- TASK
Provide an exact copy of the data, excluding the images.
GIVEN RECORDS START
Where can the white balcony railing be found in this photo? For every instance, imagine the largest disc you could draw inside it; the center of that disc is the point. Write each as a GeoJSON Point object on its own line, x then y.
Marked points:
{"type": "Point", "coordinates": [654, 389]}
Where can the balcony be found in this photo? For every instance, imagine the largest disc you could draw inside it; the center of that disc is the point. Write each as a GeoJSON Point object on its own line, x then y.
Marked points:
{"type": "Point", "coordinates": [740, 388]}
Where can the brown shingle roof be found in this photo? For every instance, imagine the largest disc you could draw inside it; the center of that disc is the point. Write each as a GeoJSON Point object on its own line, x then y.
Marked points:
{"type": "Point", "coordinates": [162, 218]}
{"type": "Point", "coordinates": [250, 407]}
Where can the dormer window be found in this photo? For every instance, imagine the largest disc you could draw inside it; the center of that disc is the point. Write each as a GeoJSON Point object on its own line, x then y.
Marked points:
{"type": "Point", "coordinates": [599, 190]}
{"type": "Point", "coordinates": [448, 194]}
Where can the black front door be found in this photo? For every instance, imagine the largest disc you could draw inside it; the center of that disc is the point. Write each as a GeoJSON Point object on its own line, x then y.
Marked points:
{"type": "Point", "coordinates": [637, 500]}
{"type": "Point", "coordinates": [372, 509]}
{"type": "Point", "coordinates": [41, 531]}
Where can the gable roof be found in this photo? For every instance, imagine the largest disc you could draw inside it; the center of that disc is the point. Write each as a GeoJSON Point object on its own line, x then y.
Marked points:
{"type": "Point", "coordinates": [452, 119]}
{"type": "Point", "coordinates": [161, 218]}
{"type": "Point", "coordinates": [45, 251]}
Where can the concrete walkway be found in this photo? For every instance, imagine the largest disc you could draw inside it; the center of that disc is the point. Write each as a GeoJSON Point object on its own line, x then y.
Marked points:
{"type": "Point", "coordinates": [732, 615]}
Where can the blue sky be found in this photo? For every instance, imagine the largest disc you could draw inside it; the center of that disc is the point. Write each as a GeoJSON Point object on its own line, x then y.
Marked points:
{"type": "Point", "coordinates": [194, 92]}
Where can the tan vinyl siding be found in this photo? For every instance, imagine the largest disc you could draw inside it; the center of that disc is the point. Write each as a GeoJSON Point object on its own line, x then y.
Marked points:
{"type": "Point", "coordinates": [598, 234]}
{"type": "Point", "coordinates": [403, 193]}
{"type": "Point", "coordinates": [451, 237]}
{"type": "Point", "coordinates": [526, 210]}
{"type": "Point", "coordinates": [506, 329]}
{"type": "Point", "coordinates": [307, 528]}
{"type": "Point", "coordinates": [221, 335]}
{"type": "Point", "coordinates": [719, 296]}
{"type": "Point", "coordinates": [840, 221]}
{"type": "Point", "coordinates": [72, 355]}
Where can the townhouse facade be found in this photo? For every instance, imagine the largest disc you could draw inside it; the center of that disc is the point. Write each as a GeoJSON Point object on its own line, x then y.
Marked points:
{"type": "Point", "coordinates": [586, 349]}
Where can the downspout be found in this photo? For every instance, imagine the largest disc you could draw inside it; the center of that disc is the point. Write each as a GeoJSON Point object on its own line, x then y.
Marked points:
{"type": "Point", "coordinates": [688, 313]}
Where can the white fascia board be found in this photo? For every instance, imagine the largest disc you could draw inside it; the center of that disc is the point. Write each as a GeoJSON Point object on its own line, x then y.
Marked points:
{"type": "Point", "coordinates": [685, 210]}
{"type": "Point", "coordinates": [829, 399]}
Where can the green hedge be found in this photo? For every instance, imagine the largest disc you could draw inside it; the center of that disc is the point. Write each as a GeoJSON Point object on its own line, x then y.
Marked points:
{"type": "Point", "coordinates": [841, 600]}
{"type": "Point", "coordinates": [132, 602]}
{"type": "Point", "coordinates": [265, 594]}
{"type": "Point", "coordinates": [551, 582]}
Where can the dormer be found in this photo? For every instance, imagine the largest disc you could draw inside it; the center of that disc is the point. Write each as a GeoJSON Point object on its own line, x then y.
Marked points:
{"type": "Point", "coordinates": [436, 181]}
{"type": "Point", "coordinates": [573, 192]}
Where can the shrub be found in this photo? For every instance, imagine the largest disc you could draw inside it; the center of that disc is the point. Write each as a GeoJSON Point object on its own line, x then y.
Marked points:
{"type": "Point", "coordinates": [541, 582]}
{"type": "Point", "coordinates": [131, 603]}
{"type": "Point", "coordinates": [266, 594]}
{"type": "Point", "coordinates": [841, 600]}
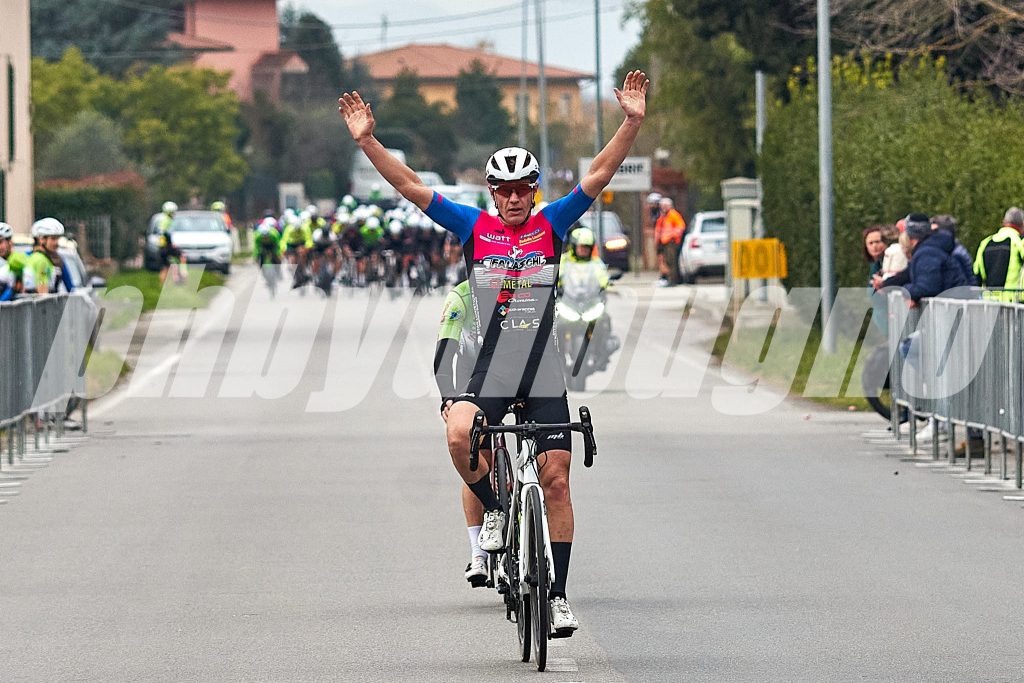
GIVEN RECORDS END
- EXPECTED ANSWER
Where can the white balcony railing be found in this photo? For every instance, imagine the largest disc you could draw inside it; the center of that disc is the point. Write each as a GeoJSON Point object on its own line, x then y.
Marked points:
{"type": "Point", "coordinates": [654, 389]}
Where can the balcony be found in this photo? For every instance, imagine the largest disc you could draw inside it; the center of that disc is the point. Write each as a GeoJSON Point object on its own line, x then y.
Marked points:
{"type": "Point", "coordinates": [740, 388]}
Where can the brown shingle roof be found in this photo? For every instance, imagine the largest disc you could draw inside it; the center of that disc is the point. Write each as a GeoJSON Point object on its own line, x then y.
Marked points:
{"type": "Point", "coordinates": [162, 218]}
{"type": "Point", "coordinates": [250, 407]}
Where can the dormer window be found in this photo? For every instance, imagine the largest disc you could draw inside it; the center of that disc is the point. Write each as a GeoJSON Point object on its own line, x then y.
Marked points:
{"type": "Point", "coordinates": [599, 190]}
{"type": "Point", "coordinates": [448, 194]}
Where can the black front door be found in this photo? For every instance, imagine the largest disc you could draw inside it; the center of that disc is the point. Write each as a GeoJSON Point object on its own line, x then y.
Marked points:
{"type": "Point", "coordinates": [637, 500]}
{"type": "Point", "coordinates": [372, 509]}
{"type": "Point", "coordinates": [41, 531]}
Where can the gable roof be found in this photo? For every instance, imagine the largest disc you could draw inside it; the center of that disc is the point. Write each as a GeoJSON Point object on its own line, x then y.
Marked points:
{"type": "Point", "coordinates": [452, 119]}
{"type": "Point", "coordinates": [161, 218]}
{"type": "Point", "coordinates": [45, 251]}
Where can the concrete walkway be found in this photo? For every instance, imagine the largest disc you could draw inside it; the center of that disc is the point. Write each as a GeoJSON Point object on its own line, x then y.
Marked points:
{"type": "Point", "coordinates": [732, 615]}
Where can the blue sky be found in this photo? For every instance, imagine the largest disc you could draw inside it; the center of that disc is the point. Write each as a GeoJSON Point object on its own line, x then y.
Marked points:
{"type": "Point", "coordinates": [194, 92]}
Where can the tan vinyl siding be found in this photo? For every instance, imagine the largest disc you could draw inside it; the center of that disc is the point. Write each as a GeoJSON Point object on its own line, x then y.
Marked points:
{"type": "Point", "coordinates": [598, 234]}
{"type": "Point", "coordinates": [403, 193]}
{"type": "Point", "coordinates": [451, 237]}
{"type": "Point", "coordinates": [526, 210]}
{"type": "Point", "coordinates": [506, 329]}
{"type": "Point", "coordinates": [307, 528]}
{"type": "Point", "coordinates": [221, 335]}
{"type": "Point", "coordinates": [719, 296]}
{"type": "Point", "coordinates": [840, 221]}
{"type": "Point", "coordinates": [72, 355]}
Where can the townhouse facade be found in this photo? For every instance, imagine the largest disc you could draw inside it; the center of that disc is the point. Write each as a GeoJSON Point object on its own line, x then y.
Marked points:
{"type": "Point", "coordinates": [586, 349]}
Where can the downspout be found in this photo? For every instance, imagine the largest disc you could draw inside it; the center of that disc is the point. Write each as a GeoJSON Point object on its own line, x then y.
Marked points:
{"type": "Point", "coordinates": [688, 313]}
Where can the white fascia board be found in this photo? For every instance, imagine the largest disc you could draw inside it; the center of that disc is the point. Write each as a GeoJSON Point object on its own line, x then y.
Marked points:
{"type": "Point", "coordinates": [685, 210]}
{"type": "Point", "coordinates": [829, 399]}
Where can the green hedge be found in this photo? For every instance, imagine the largest disc you could draw inside it; the center of that disc is the point. Write each as a GeoJSON Point object on its own line, x then y.
Marked points:
{"type": "Point", "coordinates": [841, 600]}
{"type": "Point", "coordinates": [132, 602]}
{"type": "Point", "coordinates": [265, 594]}
{"type": "Point", "coordinates": [551, 582]}
Where can the dormer be found in this photo? For every instance, imagine the largest disc you could draw inside it; the center of that disc is the point. Write each as a GeoJSON Point object on its own line, x then y.
Marked points:
{"type": "Point", "coordinates": [436, 181]}
{"type": "Point", "coordinates": [573, 192]}
Where can the shrub be found in this photo? For every instance, imagine the largest disc you could draw inside it; the center of that disc is the point. Write each as a GeoJSON Point object on its own line, x then y.
Marked points:
{"type": "Point", "coordinates": [541, 582]}
{"type": "Point", "coordinates": [131, 603]}
{"type": "Point", "coordinates": [266, 594]}
{"type": "Point", "coordinates": [841, 600]}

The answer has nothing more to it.